Copy each of the rows below word for word, leaving out the pictures.

◆ PROVIDED INFORMATION:
——

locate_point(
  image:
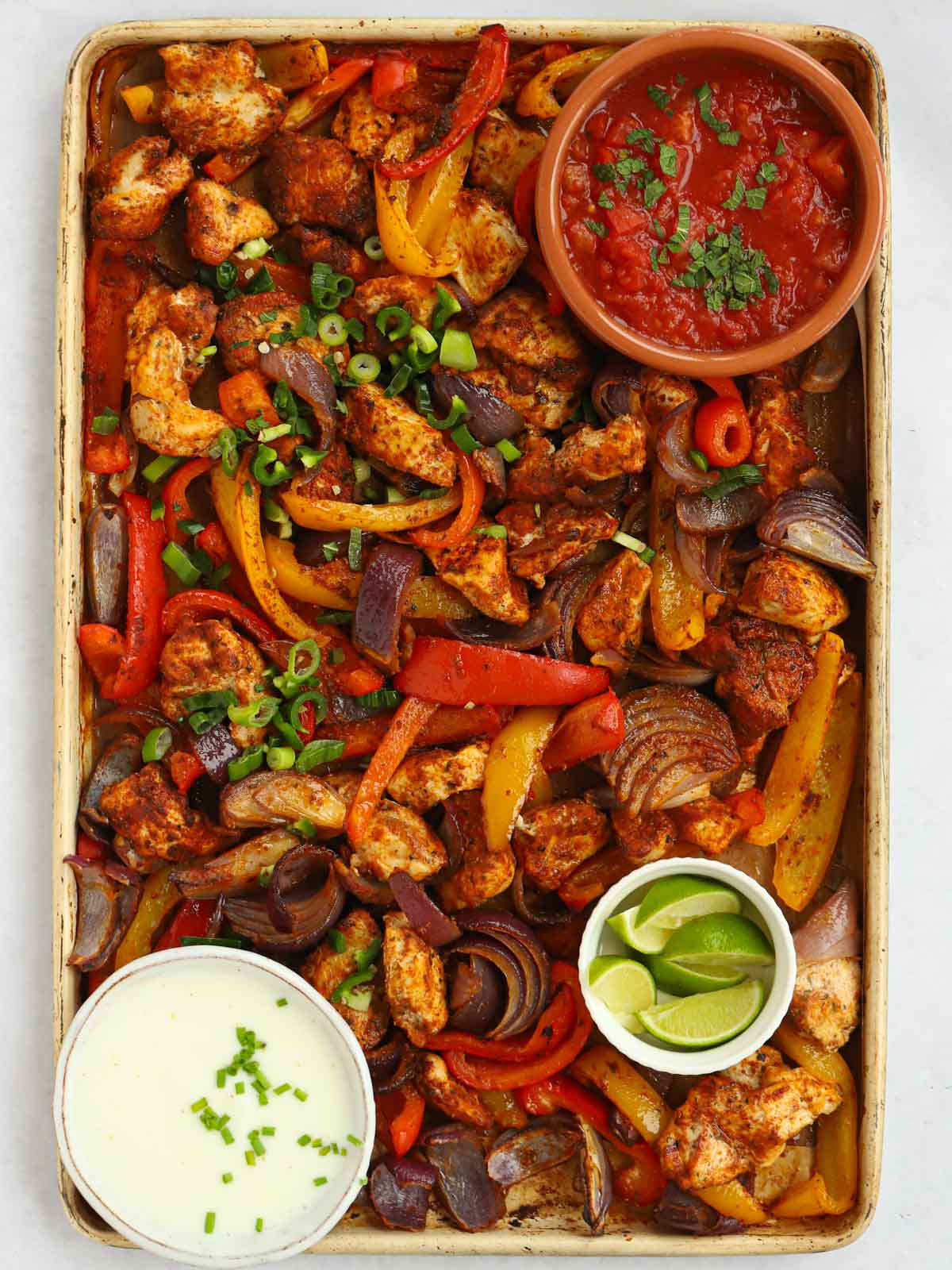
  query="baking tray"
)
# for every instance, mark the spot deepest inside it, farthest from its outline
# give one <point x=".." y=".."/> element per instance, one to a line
<point x="543" y="1221"/>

——

◆ CORRECT OUTPUT:
locate_point(
  image:
  query="baking tray"
)
# for every instance, mark the spot deepest inside it, farthest from its outline
# give one <point x=".." y=".."/> element per instance, one to a line
<point x="543" y="1221"/>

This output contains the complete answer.